____ Excerpted text
Why are so many attracted to the law, leading to our society’s production of so many (some would say too many) lawyers? A major reason is that the lawyer still has a privileged and vaunted status in society, akin to that of doctors, while the 3 year law degree is far more do-able for more people than the education required to become a doctor. What if that vaunted status conferred by merely becoming a lawyer was eliminated by eliminating the current barriers to entry? (You’ve already established on this blog that law school does almost nothing to prepare law students for the actual practice of law anyway.) The profession would undoubtedly become much less attractive to status-seekers and rent-seekers, while those who are genuinely interested in the law and have an actual talent for it would still pursue their calling on that sounder basis.

Just as in the music business (which doesn’t require a license), those of us who are especially motivated and/or talented can still rise to the top of the profession and become “stars,” commanding high fees commensurate with the value provided.

I’m also of the mind that law should be the province of the people and not of the profession. It’s a real problem when somebody without a lot of money is, for example, going through a divorce and needs representation. He or she should be able to afford such representation, but in our current system such representation can be almost or actually out of financial reach. That would be less the case if the barriers to the profession were reduced or eliminated.
________
To do:
[1] Set down part of the passage on barriers to entering the legal profession word for word, beginning at the words "Just as in the" and stopping after the words "the value provided.".
[2] Resume the passage on barriers to entering the legal profession, picking up after its final sentence.
____ Data to examine
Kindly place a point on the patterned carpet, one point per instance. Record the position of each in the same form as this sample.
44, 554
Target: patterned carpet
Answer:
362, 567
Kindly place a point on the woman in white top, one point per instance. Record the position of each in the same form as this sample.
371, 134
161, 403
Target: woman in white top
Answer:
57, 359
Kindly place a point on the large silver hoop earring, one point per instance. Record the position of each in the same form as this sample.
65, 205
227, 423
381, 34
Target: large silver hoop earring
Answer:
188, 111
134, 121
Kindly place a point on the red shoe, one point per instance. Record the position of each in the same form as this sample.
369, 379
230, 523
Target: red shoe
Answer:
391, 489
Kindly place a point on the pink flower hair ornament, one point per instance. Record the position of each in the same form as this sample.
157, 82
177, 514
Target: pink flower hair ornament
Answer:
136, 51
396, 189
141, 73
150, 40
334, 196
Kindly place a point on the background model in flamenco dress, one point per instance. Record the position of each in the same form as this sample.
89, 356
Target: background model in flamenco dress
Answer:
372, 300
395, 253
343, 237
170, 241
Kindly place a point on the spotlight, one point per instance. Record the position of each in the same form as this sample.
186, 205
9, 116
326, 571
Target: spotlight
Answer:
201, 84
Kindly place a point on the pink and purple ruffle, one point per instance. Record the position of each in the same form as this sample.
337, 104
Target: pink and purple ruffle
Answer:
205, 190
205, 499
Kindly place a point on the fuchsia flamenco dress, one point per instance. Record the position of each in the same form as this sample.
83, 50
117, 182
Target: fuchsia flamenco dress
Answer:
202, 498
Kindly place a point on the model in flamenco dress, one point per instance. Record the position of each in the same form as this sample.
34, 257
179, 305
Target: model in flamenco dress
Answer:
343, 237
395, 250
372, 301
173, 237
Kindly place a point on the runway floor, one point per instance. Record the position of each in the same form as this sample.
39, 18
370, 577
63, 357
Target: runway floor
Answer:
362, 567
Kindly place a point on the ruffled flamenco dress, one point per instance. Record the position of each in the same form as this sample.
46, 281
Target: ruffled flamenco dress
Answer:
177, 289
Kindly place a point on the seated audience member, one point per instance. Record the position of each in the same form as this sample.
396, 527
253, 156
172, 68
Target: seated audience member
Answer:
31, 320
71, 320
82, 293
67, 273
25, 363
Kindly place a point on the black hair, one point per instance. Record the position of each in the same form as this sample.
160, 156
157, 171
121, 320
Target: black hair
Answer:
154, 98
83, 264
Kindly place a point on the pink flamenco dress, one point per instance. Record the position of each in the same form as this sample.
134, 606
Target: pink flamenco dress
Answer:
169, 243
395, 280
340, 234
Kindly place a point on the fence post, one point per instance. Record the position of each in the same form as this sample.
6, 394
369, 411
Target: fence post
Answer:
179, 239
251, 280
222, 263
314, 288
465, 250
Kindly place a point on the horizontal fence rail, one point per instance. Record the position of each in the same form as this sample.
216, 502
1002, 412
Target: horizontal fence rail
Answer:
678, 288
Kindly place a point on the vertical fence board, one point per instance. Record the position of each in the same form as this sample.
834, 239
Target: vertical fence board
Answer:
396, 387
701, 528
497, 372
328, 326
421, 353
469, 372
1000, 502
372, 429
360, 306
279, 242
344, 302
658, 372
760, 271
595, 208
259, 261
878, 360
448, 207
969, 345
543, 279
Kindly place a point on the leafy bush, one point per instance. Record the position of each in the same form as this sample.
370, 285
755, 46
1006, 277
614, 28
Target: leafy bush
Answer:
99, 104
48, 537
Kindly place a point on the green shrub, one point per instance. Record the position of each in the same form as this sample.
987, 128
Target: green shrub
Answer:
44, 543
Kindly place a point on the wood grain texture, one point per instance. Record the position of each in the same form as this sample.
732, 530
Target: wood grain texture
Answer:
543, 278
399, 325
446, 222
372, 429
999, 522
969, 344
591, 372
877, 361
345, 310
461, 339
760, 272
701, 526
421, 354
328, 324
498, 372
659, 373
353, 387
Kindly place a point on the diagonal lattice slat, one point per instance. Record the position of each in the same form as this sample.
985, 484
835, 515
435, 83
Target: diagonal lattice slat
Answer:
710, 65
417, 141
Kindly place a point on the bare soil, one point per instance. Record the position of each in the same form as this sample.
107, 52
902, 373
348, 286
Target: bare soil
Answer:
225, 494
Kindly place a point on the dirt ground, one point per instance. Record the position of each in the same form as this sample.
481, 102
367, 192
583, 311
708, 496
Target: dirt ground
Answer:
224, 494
________
Results by task:
[1]
Just as in the music business (which doesn’t require a license), those of us who are especially motivated and/or talented can still rise to the top of the profession and become “stars,” commanding high fees commensurate with the value provided.

[2]
As someone who has already gone through the spanking machine of law school followed by bar exam, and has literally paid my dues, it’s not in my financial interest to say to other would-be lawyers, “you don’t have to pay the same dues I did; come on in, the water’s fine.” But if I’m being principled about the question, the relevant point of time in my life to consider is not where I am now but where I was before I started law school. If I had the option then of forgoing law school, at the cost of entering the profession without the benefit of the automatic and artificial credibility and status conferred by a law degree, I would hope that I would have elected that more merit-based approach.

For the record, I think society would also benefit by tearing down the barriers to the medical profession as well, a la Milton Friedman.

22 Comments to “We need MORE lawyers, not less.”

  1. I agree in principle, but I think there’s another way to do it. We should open the practice of law. Specifically, we should simply drop the barrier that prevents non-lawyers from representing people. The model I’ve been using for this, for many years now, is Uncle Fred.

    Say you have a legal problem. You want to sue someone or you’ve been sued or you’ve been charged with a crime. You can represent yourself or you can hire a lawyer or maybe get a public defender or court appointed counsel. But what if you’re smart enough to know better than to represent yourself but don’t want to spend (or don’t have) the money to hire a lawyer and (if it’s criminal) don’t like/trust the lawyer provided for you at government expense? You have no alternative. Why should that be?

    If you look around and find yourself in that position and find yourself concluding that the smartest guy you know is your Uncle Fred, and if he’s willing, why can’t he represent you? You can represent yourself for godssake. Why can’t you choose a non-lawyer proxy?

    Yeah, he probably doesn’t have malpractice insurance. And he might fuck things up for you. But it’s your life, your case – shouldn’t it be your choice?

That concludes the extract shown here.